(任务要求):
把材料从开头起、到包含“[(509, 419)]”的那一行止（两端都算在内）输出为两列 CSV，列名分别为“文本”和“答案”。每条占一行，其文字和对应答案各放进一个加双引号的字段，字段内的换行一律改成空格。

(所用材料):

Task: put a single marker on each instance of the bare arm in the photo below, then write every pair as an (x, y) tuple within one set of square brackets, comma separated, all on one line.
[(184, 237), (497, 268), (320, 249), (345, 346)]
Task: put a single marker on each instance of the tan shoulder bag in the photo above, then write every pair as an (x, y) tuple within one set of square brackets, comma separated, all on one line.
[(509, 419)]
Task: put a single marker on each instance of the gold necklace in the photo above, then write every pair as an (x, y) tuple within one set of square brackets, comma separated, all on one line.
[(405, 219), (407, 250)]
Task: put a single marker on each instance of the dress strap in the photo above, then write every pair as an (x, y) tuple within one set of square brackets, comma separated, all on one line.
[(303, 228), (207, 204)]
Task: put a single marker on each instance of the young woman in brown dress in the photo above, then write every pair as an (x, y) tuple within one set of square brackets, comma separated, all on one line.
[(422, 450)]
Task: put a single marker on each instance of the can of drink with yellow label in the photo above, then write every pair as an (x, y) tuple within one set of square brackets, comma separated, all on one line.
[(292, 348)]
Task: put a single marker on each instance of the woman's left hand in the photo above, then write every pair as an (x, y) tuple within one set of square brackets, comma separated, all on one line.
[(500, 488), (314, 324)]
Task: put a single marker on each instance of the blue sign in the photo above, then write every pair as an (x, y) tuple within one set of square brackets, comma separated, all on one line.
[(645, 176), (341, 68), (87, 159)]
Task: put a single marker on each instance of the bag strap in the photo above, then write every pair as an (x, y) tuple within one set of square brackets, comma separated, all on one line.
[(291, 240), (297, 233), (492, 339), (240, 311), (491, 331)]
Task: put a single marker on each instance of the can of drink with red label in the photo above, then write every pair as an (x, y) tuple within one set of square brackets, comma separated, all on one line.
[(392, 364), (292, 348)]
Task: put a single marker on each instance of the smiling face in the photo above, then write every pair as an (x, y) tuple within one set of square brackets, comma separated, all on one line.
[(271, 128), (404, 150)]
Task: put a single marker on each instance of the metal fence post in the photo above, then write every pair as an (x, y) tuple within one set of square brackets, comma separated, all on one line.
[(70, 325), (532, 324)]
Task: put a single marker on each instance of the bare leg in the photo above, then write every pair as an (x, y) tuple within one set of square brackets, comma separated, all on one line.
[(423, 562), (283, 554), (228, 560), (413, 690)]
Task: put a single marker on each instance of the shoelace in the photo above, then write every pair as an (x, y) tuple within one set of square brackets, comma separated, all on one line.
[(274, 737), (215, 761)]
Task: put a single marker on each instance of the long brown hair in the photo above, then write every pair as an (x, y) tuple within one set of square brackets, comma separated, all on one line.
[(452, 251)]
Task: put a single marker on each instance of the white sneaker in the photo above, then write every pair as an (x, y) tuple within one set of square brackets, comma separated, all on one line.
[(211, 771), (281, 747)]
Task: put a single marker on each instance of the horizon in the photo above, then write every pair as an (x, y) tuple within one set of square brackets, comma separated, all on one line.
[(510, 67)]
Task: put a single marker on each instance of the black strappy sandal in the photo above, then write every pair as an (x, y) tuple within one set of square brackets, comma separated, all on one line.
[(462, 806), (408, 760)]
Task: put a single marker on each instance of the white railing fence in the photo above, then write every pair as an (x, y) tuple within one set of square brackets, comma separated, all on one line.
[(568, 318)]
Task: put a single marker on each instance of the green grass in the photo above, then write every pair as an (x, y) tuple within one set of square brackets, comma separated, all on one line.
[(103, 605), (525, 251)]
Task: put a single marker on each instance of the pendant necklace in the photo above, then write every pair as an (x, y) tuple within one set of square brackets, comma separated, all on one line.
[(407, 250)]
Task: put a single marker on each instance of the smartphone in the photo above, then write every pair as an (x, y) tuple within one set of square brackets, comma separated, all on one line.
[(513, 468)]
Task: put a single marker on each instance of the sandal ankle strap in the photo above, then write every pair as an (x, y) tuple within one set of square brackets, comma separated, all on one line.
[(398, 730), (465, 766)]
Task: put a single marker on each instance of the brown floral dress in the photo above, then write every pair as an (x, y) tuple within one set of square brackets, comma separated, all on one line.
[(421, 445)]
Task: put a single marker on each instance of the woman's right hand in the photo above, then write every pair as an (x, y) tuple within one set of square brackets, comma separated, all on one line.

(解答):
文本,答案
"Task: put a single marker on each instance of the bare arm in the photo below, then write every pair as an (x, y) tuple within one set of square brackets, comma separated, all on one line.","[(184, 237), (497, 268), (320, 249), (345, 346)]"
"Task: put a single marker on each instance of the tan shoulder bag in the photo above, then write every pair as an (x, y) tuple within one set of square brackets, comma separated, all on one line.","[(509, 419)]"